◆ Given text ◆
▬▬▬▬▬▬

Knife in hand, La prepared to fight, however futilely,
for her life, but Jad-bal-ja conveniently arrived to save her.
In summary, then, “Heaving Bosom Syndrome” among ERB’s
female characters was the physical manifestation of an intense emotional
reaction, usually suppressed sexual tension. In other words, the women
got aroused, and it showed.
Treating "Heaving Bosom
It is time, then, to look at the possibilities of treating
or preventing this condition. Of course, there were two Burroughs women
who put a sudden and permanent end to their attacks of “Heaving Bosom Syndrome.”
Gron and Joan de Tany stuck knives in their own chests. That was an extreme
solution to the problem, however, and it turns out that ERB prescribed
a more reasonable form of treatment — the passage of time.
The fact is that in the early part of his writing career,
Edgar Rice Burroughs perpetuated a then prominent fictional stereotype
of women. They were weak, both physically and emotionally, and their feebleness
manifested itself in such reactions to stress as heaving bosoms, fainting
and flight. As the years passed, however, Burroughs’ perception of women
obviously changed, for the depiction of woman as weak began to break down
and fade away in his stories. His female characters began to get stronger,
assertive and more self-reliant. They fainted less and their bosoms heaved
Here are some interesting statistics. In the 77 Burroughs
stories surveyed for this study, 23 heaving bosom scenes were found. It
is interesting to note how those 23 scenes were distributed among the 77
stories. Breaking ERB’s writing career down into three equal parts reveals
that 15 of the 23 Burroughs’ heaving bosom scenes appear in the first third
of his stories, those written between 1911 and 1919. In the middle third
of his fiction, those stories written between 1920 and 1932, there are
8 heaving bosom scenes. Finally, in the final third of his stories, those
written between 1933 and 1944, not a single heaving bosom scene was found.
Take Jane Clayton as an example. When ERB created her
in “Tarzan of the Apes,” he made her a weak, dependent woman, who
in excitable moments was subject to heaving bosom and fainting spells.
Over the years, however, ERB developed her into a strong, self-reliant
woman, and by the time of her appearance in “Tarzan’s Quest,” it
was impossible to imagine any intense emotion that could get her bosom
Why Burroughs Backed Off
on "Heaving Bosoms"
As he got older, why did Edgar Rice Burroughs stop using
“Heaving Bosom Syndrome” in his fiction? It can’t be said that he simply
tired of using it, since his later fiction is filled with so many other
formula-written repetitive descriptions. I believe it is reflective of
ERB’s changing attitude through the years about the role of women in society.

▬▬▬▬▬▬

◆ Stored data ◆
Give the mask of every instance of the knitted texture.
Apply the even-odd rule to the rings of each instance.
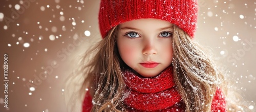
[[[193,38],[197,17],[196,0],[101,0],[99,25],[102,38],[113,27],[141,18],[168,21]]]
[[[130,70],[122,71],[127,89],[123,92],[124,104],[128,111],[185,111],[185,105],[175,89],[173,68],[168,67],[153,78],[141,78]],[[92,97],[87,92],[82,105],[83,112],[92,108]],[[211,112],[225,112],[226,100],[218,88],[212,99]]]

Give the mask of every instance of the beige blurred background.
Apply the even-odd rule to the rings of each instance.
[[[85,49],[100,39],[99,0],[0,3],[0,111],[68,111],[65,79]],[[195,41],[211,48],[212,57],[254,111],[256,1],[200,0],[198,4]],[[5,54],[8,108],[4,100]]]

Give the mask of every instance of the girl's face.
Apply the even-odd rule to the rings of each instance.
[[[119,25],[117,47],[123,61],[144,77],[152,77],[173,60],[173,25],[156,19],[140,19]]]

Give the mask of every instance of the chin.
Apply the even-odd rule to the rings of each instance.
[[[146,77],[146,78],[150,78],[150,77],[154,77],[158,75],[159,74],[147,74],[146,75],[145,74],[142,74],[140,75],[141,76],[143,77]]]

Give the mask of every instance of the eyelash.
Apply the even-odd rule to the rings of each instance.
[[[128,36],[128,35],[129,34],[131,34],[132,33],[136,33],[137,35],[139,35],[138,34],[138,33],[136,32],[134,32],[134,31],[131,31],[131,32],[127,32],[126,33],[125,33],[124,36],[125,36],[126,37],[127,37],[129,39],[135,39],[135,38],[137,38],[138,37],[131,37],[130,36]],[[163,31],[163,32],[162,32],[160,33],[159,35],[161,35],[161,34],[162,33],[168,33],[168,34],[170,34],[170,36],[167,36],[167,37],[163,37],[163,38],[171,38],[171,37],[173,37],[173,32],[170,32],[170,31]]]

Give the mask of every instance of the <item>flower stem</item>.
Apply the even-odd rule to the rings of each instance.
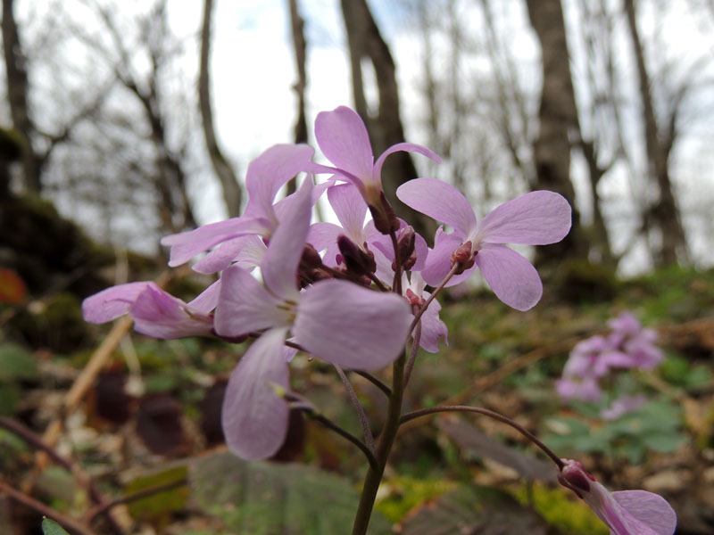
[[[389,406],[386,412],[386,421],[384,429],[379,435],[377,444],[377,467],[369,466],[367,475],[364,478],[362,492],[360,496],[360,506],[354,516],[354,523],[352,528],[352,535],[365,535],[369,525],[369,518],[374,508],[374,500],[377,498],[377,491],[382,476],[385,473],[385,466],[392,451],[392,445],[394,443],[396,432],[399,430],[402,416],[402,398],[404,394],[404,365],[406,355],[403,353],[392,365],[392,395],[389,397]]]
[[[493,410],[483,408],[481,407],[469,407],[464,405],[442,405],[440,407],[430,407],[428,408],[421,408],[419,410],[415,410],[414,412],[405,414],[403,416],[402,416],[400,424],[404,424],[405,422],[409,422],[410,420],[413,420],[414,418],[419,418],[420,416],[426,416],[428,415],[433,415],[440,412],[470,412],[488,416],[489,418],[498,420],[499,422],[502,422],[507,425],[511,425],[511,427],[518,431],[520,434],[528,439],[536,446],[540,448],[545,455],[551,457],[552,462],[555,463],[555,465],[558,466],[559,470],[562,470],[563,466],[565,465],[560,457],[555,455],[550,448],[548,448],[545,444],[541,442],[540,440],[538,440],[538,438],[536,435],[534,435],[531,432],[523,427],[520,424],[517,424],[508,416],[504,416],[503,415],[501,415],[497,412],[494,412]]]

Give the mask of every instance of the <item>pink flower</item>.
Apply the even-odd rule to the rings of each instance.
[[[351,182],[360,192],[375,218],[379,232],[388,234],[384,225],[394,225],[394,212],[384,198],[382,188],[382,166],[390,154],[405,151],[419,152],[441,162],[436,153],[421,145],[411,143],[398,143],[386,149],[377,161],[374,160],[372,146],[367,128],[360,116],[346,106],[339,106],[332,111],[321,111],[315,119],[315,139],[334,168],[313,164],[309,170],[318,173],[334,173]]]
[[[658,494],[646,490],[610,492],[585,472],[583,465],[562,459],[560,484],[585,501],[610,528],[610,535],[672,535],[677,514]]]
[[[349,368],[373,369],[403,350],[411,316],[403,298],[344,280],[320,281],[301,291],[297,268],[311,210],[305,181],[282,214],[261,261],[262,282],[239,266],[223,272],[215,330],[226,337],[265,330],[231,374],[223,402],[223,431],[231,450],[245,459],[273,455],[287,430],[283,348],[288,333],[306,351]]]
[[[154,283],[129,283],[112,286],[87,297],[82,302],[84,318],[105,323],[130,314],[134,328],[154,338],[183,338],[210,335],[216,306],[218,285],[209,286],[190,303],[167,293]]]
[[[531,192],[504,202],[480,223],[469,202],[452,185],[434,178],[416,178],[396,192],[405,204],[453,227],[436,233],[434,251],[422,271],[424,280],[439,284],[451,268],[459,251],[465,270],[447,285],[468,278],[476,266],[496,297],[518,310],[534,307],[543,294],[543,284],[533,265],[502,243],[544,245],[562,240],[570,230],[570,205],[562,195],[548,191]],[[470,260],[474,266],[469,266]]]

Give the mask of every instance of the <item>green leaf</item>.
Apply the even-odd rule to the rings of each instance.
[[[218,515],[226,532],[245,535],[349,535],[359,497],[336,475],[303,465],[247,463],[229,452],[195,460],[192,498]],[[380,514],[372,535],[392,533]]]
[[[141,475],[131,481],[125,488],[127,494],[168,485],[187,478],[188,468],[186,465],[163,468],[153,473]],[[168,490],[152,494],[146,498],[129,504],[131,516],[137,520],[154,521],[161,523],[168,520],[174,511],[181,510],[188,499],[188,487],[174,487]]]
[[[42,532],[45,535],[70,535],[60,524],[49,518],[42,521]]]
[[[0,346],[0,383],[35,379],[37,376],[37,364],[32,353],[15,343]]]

▬▬▬▬▬▬

◆ What this task involves ◆
Rewrite the essay on "Heaving Bosom Syndrome" from "Knife in hand, La" to "and it showed.", substituting "excited" for "aroused".

◆ Exercise result ◆
Knife in hand, La prepared to fight, however futilely,
for her life, but Jad-bal-ja conveniently arrived to save her.
In summary, then, “Heaving Bosom Syndrome” among ERB’s
female characters was the physical manifestation of an intense emotional
reaction, usually suppressed sexual tension. In other words, the women
got excited, and it showed.